WHAT THIS TASK INVOLVES - Reproduce every row below, replacing "exterior ring" with "outer boundary" wherever it occurs and leaving all other text unchanged.

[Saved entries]
┄┄┄┄┄┄┄┄┄┄
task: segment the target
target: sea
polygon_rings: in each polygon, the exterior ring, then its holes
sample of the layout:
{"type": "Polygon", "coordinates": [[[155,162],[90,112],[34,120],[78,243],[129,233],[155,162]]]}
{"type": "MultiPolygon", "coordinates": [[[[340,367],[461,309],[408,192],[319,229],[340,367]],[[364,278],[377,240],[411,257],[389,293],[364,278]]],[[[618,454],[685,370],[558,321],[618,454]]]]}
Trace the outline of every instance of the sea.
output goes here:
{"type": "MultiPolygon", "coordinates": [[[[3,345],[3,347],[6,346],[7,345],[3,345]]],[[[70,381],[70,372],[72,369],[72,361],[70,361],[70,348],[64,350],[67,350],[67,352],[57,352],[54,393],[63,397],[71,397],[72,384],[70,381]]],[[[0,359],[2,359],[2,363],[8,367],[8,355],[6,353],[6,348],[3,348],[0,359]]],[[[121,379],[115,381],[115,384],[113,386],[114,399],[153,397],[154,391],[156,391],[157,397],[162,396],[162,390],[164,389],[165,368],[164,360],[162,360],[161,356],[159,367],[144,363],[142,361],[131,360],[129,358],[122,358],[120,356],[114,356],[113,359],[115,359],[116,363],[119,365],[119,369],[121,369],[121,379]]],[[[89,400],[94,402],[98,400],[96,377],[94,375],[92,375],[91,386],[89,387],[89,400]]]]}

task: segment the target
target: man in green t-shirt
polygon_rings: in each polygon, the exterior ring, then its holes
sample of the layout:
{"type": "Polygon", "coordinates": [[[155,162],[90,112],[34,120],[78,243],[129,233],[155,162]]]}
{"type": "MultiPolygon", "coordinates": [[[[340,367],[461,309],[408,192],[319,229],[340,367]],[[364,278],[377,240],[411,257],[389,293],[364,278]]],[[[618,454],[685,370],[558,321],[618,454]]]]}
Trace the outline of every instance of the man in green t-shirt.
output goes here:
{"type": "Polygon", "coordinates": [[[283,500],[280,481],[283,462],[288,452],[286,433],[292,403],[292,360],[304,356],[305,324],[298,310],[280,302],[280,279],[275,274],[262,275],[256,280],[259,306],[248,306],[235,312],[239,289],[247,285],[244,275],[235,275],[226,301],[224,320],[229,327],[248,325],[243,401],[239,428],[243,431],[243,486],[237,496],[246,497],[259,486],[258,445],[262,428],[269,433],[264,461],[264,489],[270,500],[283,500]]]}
┄┄┄┄┄┄┄┄┄┄
TASK OUTPUT -
task: segment the target
target: sea
polygon_rings: in each polygon, the outer boundary, then its holes
sample of the layout:
{"type": "Polygon", "coordinates": [[[155,162],[90,112],[34,120],[78,243],[129,233],[155,162]]]}
{"type": "MultiPolygon", "coordinates": [[[[340,367],[461,309],[408,192],[319,229],[340,367]],[[364,278],[377,240],[411,257],[389,293],[364,278]]],[[[618,454],[685,370],[558,321],[618,454]]]]}
Trace the outline of every instance of the sea.
output goes here:
{"type": "MultiPolygon", "coordinates": [[[[3,345],[3,347],[6,346],[7,345],[3,345]]],[[[70,381],[70,372],[72,369],[72,361],[70,361],[70,348],[64,350],[67,350],[67,352],[57,352],[54,393],[63,397],[71,397],[72,384],[70,381]]],[[[0,359],[2,359],[2,363],[8,367],[8,355],[6,353],[6,348],[3,348],[0,359]]],[[[121,379],[115,381],[115,384],[113,386],[114,399],[153,397],[154,391],[156,391],[157,397],[162,396],[162,390],[164,389],[165,368],[164,360],[162,360],[161,356],[159,367],[144,363],[142,361],[131,360],[129,358],[122,358],[120,356],[114,356],[113,359],[115,359],[116,363],[119,365],[119,369],[121,369],[121,379]]],[[[89,400],[94,402],[98,400],[96,377],[94,375],[92,375],[91,386],[89,387],[89,400]]]]}

task: segment the target
target: man in green t-shirt
polygon_rings: in each polygon, the outer boundary, then its holes
sample of the layout:
{"type": "Polygon", "coordinates": [[[155,162],[90,112],[34,120],[78,243],[129,233],[155,162]]]}
{"type": "MultiPolygon", "coordinates": [[[[340,367],[461,309],[408,192],[319,229],[340,367]],[[364,278],[377,240],[411,257],[389,293],[364,278]]],[[[618,454],[685,370],[558,321],[618,454]]]]}
Trace the outline of every instance of the man in green t-shirt.
output goes here:
{"type": "Polygon", "coordinates": [[[283,500],[280,481],[283,462],[288,452],[286,433],[292,403],[292,360],[304,356],[305,324],[298,310],[280,302],[280,279],[275,274],[262,275],[256,280],[259,306],[248,306],[235,312],[239,289],[247,285],[244,275],[235,275],[226,301],[224,320],[229,327],[248,325],[243,401],[239,428],[243,431],[243,486],[237,496],[246,497],[259,486],[258,445],[262,428],[269,433],[264,461],[264,489],[270,500],[283,500]]]}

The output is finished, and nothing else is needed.